**** Supplied data ****

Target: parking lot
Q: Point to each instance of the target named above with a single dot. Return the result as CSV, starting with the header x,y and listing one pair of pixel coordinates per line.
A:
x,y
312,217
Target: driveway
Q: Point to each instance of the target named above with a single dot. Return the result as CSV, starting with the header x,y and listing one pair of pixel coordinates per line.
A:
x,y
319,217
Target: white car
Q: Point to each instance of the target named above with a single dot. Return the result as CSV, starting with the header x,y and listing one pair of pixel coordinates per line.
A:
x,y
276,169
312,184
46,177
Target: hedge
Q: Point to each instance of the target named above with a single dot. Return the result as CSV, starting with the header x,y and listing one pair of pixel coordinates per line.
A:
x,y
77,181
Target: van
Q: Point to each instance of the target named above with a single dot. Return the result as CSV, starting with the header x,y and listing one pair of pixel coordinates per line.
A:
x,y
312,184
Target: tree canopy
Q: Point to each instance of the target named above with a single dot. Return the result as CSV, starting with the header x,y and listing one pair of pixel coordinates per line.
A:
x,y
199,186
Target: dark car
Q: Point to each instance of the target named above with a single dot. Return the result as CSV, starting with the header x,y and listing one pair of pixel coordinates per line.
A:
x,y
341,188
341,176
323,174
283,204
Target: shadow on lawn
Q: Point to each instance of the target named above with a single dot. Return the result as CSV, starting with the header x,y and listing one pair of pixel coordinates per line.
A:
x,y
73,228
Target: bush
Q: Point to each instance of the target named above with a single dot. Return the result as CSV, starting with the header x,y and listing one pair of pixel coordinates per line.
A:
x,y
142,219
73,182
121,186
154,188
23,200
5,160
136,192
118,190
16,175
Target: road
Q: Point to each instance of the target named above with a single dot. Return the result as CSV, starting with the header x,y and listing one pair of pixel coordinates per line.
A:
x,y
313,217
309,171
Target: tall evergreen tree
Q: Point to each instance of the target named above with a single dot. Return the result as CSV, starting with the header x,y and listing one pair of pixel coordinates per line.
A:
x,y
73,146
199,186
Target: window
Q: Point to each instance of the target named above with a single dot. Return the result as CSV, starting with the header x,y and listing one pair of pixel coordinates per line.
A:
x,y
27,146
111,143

****

▶ [Problem details]
Reproduce all of the material above verbatim, preserving every line without alteration.

▶ [Answer for the task]
Target: parking lot
Q: Point to each instance of the target named above with a single dot. Return the result as CSV, starting with the header x,y and listing one pair of pixel coordinates per line.
A:
x,y
312,217
Target: driveway
Q: Point to each instance of the target named above with a single dot. Return the result as CSV, starting with the header x,y and listing one pair of pixel coordinates per line.
A:
x,y
319,217
Target: white car
Q: Point to each instance of the target named above with a single dot. Return the result as CSV, starting with the header x,y and listing one pair of pixel coordinates per line.
A:
x,y
276,169
312,184
46,177
Target: hedge
Q: Point to each instance of the target named above with a single dot. Return the result as CSV, starting with the header x,y and listing one pair of pixel coordinates per line.
A:
x,y
77,181
Target: van
Q: Point to each instance of the target named above with a single dot. Return the result as CSV, starting with the header x,y and listing one pair of pixel coordinates per line.
A:
x,y
312,184
Target: tree canopy
Q: Point to each instance of the target named above with a single dot. Return the result as CSV, starting with the header x,y and listing one pair of pixel coordinates per line.
A:
x,y
199,186
Target: dark car
Q: Point to each instance of the target named above with a single dot. Return the result as CSV, starting with the header x,y and listing one pair of pixel coordinates per line.
A:
x,y
341,188
341,176
323,174
283,204
Target: shadow on lawn
Q: Point to each instance of the target named above with a single dot. Return the result as CSV, starting with the header x,y and listing one pair of pixel coordinates per line.
A:
x,y
73,228
Target: bush
Q: Point to each instance of the target named above with a single dot. Return the result as CSV, starting with the header x,y and listing one pair of pixel coordinates per line.
A:
x,y
142,219
73,182
121,186
154,188
23,200
5,160
136,192
118,190
16,175
Target: road
Q: Point to each instance of the target named above with a single dot. Return the result as CSV, starting with the header x,y and listing one pair of pixel coordinates per line.
A:
x,y
313,217
309,171
Target: tall evergreen tree
Q: Point to each instance of the target named above with a single dot. Return the result as CSV, starting with the header x,y and listing one pair of pixel coordinates per line.
A:
x,y
73,146
199,186
Target: window
Q: Point to each instance of the target named above with a single dot. Return the result as CSV, starting with the header x,y and listing one pair of pixel coordinates per line.
A:
x,y
27,146
111,143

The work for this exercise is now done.